WHAT THIS TASK INVOLVES »
Please reproduce the part of the workshop report below that starts with the words containing "During the workshop I" and ends with "for your support.".

GIVEN PASSAGE »
:::

Drugs from the sea is an international workshop that gathers latest discoveries in field of marine organisms derived drugs. Some of leading researchers from this field will present their work.
Here is what I have found the most interesting:
David J. Newman from National Laboratory for Cancer Research, USA gave a talk with title Development of Leads to Become Drugs. He was talking about major problems in drug development from classical marine sources. He showed a brief history of marine compounds used in cancer treatment today and emphasizes the importance of chemical synthesis of compounds in order to overcome problem with supply.
Jörn Piel from Institute of Microbiology, Eidgenössische Technische Hochschule (ETH) Zurich, Switzerland was talking about Mining Uncultivated Symbiotic Bacteria with Metagenomic and Single-Cell Strategies. Using metagenomic and single-cell techniques, they provided in silico and functional evidence that a large number of sponge-derived bioactive polyketides and modified peptides are of bacterial origin. They showed that a single producer from Theonella swinhoei Y is a source of diverse compound families, including onnamides, polytheonamides, keramamides, cyclotheonamides, and nazumamides.
Marcel Jaspars from University of Aberdeen, Scotland presented chemoenzymatic synthesis of patellamides produced by seasquirt Lissoclinum patella cyanobacterial symbiont Prochloron sp. Chemoenzymatic synthesis of this compound is enabling production on large scale overcoming supply problems. They are currently developing system to generate a range of highly modified cyclic peptides with a range of ring sizes for biomedicinal applications.
During the workshop there was a poster session in which around 30 posters were presented. Micheal C. Wilson present metagenomic and single-cell genomic evidence that uncultivated sponge symbionts from a new candidate phylum with no cultured representatives have the capacity to produce numerous peptide and polyketide natural products. Gerardo Della Sala presented his results on compounds from the Caribbean sponge Smenospongia aurea which showed potent cytotoxic activity on lung cancer through a clear pro-apoptotic mechanism. Several posters described new compounds from marine organisms which show antibacterial activity.
During the workshop I had an oral presentation of my work. In my postdoctoral project I am exploring extracts from marine sponges. I am screening extracts from sponges collected from different locations for the capacity to trigger cell death in tumor cells. My aim is to identify compound from marine sponge which could be used as novel anti-cancer agents.
This conference was very advantageous for me as it gave me insight in marine biology, drug discovery and development of final product. I got a great input and many new ideas on how to continue with my research plan. I had the opportunity to make new contacts and discuss my results and further work with experts in the field. Taken together this conference was of great interest for my project and I would like to thank you for your support.

:::

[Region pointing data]
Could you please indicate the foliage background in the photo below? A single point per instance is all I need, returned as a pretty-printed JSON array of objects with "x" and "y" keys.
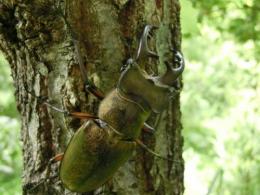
[{"x": 220, "y": 102}]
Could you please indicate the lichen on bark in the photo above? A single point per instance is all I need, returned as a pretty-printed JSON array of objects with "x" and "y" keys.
[{"x": 38, "y": 45}]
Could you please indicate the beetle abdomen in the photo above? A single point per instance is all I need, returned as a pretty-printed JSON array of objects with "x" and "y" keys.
[
  {"x": 92, "y": 157},
  {"x": 124, "y": 114}
]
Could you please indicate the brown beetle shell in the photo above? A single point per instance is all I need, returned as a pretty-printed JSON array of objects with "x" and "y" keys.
[{"x": 94, "y": 154}]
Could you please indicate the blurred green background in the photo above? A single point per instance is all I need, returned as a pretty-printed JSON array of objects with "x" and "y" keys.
[{"x": 220, "y": 102}]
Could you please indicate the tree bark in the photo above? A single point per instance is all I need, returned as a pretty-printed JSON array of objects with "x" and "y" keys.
[{"x": 38, "y": 45}]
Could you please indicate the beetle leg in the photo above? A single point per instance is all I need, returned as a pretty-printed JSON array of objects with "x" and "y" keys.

:::

RESULT OF THIS EXERCISE »
During the workshop I had an oral presentation of my work. In my postdoctoral project I am exploring extracts from marine sponges. I am screening extracts from sponges collected from different locations for the capacity to trigger cell death in tumor cells. My aim is to identify compound from marine sponge which could be used as novel anti-cancer agents.
This conference was very advantageous for me as it gave me insight in marine biology, drug discovery and development of final product. I got a great input and many new ideas on how to continue with my research plan. I had the opportunity to make new contacts and discuss my results and further work with experts in the field. Taken together this conference was of great interest for my project and I would like to thank you for your support.